● **Work instructions**: Return exactly, and only, the lines from the line containing "Q: For each instance of the sailboat" through the final line of the records below, both included.

● **Data to process**:

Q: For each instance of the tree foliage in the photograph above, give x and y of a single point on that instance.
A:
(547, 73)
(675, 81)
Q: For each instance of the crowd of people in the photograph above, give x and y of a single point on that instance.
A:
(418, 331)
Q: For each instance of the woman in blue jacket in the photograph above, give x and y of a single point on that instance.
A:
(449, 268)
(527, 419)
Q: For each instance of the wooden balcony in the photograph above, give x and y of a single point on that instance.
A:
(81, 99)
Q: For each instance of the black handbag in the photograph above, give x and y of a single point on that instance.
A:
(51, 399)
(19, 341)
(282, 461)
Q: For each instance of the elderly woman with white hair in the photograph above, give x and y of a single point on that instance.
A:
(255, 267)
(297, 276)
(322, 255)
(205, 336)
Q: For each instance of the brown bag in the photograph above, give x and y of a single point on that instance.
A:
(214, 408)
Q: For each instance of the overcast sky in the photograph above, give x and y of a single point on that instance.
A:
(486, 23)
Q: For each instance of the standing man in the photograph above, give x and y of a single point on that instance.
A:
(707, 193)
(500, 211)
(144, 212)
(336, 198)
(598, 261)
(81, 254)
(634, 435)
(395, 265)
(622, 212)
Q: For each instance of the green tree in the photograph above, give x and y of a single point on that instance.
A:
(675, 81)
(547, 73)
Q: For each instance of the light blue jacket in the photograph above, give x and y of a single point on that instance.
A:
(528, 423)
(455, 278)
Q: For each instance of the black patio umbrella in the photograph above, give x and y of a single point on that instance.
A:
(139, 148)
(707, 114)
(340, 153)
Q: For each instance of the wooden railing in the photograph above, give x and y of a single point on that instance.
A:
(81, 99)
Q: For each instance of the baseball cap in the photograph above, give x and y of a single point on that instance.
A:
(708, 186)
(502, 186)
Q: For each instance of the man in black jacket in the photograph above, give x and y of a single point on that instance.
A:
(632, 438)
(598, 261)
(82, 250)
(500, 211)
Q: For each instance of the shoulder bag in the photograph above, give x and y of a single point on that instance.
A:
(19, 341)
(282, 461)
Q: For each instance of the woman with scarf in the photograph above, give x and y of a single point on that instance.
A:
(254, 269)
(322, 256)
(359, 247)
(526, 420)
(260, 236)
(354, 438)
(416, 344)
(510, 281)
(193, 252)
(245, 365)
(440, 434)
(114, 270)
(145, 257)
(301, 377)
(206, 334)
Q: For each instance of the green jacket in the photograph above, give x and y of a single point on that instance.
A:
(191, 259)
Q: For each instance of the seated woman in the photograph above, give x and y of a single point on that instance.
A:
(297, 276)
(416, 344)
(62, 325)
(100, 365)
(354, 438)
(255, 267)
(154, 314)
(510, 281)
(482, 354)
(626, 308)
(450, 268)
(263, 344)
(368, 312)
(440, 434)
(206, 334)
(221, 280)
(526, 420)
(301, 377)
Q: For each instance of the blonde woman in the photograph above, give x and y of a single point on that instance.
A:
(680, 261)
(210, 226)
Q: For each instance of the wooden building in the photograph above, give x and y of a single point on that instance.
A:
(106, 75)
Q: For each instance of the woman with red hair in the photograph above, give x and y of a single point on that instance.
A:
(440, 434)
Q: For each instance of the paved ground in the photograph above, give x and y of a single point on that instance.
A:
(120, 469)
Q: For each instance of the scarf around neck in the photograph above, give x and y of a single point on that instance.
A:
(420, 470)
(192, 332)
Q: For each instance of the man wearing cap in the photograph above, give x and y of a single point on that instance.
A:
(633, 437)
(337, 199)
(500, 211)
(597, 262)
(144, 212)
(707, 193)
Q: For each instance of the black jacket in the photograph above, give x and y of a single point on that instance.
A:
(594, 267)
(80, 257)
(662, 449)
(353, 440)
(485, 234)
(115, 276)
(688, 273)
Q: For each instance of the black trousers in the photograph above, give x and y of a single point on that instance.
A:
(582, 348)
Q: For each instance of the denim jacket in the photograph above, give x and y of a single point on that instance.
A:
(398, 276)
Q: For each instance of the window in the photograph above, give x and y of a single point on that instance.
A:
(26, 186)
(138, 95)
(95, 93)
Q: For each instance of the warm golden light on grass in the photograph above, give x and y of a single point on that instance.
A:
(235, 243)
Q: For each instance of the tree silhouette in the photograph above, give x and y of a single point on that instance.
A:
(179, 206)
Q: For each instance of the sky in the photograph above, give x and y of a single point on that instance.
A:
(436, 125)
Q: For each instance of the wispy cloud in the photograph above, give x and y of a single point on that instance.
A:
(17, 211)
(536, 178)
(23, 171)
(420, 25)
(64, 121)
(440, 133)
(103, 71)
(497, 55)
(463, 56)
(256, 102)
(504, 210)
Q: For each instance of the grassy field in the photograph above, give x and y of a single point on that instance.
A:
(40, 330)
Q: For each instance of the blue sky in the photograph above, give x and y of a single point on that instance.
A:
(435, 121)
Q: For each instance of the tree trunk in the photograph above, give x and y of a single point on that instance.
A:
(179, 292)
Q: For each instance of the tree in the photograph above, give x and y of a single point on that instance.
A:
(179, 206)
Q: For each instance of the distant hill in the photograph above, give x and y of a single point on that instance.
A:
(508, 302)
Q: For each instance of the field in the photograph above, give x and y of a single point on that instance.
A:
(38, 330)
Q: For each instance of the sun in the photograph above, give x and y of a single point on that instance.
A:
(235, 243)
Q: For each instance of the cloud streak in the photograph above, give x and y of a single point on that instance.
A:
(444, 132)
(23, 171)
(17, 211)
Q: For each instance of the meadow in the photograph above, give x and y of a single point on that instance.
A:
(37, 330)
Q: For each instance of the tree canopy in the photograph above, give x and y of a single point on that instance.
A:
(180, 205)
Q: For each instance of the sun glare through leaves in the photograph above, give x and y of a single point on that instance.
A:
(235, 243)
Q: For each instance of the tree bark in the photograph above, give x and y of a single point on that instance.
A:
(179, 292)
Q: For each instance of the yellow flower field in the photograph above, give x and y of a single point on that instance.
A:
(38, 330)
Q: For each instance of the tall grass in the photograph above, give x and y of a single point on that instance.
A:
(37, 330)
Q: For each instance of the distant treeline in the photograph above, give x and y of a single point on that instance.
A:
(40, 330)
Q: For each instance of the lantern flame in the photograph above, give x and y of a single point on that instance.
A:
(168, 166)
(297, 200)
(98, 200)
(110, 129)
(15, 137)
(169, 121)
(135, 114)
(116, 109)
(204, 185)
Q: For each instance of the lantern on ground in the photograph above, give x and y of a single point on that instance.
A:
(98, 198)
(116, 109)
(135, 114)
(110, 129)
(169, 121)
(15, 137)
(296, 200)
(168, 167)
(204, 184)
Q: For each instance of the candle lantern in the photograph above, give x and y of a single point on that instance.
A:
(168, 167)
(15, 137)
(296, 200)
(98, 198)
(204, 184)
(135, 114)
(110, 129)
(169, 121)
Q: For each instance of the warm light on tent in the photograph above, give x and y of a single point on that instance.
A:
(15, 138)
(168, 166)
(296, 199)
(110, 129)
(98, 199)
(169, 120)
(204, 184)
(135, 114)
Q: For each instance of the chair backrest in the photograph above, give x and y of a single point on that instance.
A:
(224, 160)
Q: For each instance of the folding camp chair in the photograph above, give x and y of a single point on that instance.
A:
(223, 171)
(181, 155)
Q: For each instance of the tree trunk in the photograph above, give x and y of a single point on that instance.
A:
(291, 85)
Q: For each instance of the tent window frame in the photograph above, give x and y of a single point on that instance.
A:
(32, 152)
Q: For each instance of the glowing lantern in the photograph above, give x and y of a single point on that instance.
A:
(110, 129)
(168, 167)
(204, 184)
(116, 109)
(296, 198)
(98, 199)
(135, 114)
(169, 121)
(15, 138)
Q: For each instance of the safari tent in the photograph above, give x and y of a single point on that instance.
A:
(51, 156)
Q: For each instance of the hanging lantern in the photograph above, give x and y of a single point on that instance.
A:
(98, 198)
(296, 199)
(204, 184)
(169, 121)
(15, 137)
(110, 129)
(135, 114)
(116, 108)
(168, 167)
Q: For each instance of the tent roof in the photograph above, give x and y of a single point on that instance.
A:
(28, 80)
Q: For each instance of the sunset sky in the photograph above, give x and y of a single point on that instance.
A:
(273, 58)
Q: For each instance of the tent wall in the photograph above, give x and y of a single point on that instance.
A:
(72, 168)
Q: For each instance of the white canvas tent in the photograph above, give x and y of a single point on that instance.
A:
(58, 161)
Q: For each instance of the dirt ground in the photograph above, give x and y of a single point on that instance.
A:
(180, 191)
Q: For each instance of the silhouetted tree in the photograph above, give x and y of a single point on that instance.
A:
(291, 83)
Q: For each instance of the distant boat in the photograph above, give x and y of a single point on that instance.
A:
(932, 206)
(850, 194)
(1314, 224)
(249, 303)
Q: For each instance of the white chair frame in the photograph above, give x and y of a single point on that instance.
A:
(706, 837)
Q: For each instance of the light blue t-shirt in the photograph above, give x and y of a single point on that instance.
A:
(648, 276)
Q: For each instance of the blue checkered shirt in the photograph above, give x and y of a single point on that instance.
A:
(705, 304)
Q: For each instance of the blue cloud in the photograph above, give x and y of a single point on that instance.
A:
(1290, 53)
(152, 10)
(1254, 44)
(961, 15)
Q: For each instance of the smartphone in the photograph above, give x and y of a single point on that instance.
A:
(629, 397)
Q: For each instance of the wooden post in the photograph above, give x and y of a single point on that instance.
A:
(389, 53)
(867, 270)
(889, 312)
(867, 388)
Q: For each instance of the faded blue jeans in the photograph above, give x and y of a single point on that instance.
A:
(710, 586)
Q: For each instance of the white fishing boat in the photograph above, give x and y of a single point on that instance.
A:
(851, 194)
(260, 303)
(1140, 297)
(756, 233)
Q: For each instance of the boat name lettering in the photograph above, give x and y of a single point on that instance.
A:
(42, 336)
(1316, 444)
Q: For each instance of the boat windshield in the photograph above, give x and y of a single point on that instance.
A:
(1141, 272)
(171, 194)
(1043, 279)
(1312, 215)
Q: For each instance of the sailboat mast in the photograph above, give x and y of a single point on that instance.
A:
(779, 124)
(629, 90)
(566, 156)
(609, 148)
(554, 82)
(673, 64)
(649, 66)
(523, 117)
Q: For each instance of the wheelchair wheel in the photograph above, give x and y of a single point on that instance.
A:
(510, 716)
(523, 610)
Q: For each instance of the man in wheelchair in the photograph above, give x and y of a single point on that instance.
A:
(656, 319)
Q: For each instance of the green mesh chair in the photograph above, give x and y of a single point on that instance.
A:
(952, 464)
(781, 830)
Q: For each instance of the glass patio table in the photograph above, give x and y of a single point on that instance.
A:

● **The answer**:
Q: For each instance of the sailboat mast in the photograph above, give x and y of a single point on that instance.
A:
(779, 124)
(629, 90)
(566, 156)
(609, 148)
(554, 82)
(673, 64)
(649, 66)
(523, 117)
Q: For each instance of the wheelchair wheel in the photograph above, give x and y of a single point on that instance.
A:
(510, 716)
(523, 610)
Q: For each instance of the man in wheelchair in the photograph above, give x and y of a single point on that instance.
A:
(656, 319)
Q: For each instance of the green mesh chair in the photograph above, give x and y of a single point on that instance.
A:
(952, 464)
(781, 830)
Q: For each instance of the glass patio table in the photograph above, give x and y of a single point on that instance.
A:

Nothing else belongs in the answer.